## CONSIGNE
Reproduisez à l'identique toutes les lignes ci-dessous, sans y inclure les images.

=== DONNÉES FOURNIES ===

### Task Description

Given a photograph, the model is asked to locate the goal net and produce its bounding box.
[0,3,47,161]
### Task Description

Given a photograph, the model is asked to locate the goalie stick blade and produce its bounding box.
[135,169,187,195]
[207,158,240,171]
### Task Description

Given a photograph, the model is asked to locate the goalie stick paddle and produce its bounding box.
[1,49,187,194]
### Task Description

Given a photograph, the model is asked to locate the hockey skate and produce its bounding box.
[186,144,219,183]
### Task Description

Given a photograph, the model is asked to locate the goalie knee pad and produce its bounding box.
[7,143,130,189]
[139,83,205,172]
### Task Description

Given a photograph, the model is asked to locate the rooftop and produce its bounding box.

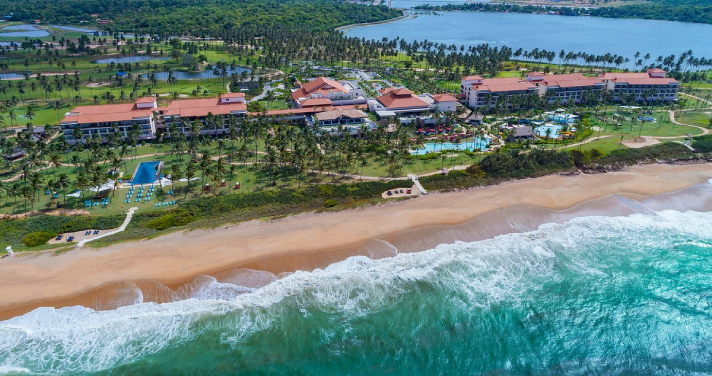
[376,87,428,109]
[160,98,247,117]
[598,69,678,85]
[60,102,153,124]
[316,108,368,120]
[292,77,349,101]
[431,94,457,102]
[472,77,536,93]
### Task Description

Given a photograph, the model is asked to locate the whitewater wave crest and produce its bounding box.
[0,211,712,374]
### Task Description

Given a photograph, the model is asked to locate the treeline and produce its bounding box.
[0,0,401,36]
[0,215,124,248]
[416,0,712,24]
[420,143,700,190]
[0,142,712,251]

===

## RÉSULTAT
### Task Description

Given a photograph, the model is asked to locate the goal net and produce its bounding box.
[0,3,47,161]
### Task Description

Given a photograph, the model is asked to locate the goalie stick blade and produce its bounding box.
[135,169,187,195]
[207,158,240,171]
### Task Description

Given a photograph, the model is asked to locate the goalie stick paddle and produce its bounding box.
[1,49,187,194]
### Task Description

Given a photograph, the model is asked to locate the hockey skate and produce its bounding box.
[186,144,219,183]
### Task Description

Given a photograph, the model is asked to locate the goalie knee pad and produce its bounding box.
[7,143,130,189]
[139,83,205,172]
### Task Description

Given a photograph, the model is asked to locate the rooftop and produce its bounding box.

[376,87,428,109]
[160,98,247,117]
[598,69,678,85]
[60,102,153,124]
[316,108,368,120]
[292,77,349,101]
[431,94,457,102]
[472,77,536,93]
### Task Description

Given a photograph, the model is asked to locate the whitewater wave crest and produce its bounding box.
[0,211,712,374]
### Task Description

Given a photograph, the model is asked to locate the treeline and produce its bounding box.
[0,0,401,36]
[0,215,124,248]
[416,0,712,24]
[420,143,700,190]
[0,142,712,251]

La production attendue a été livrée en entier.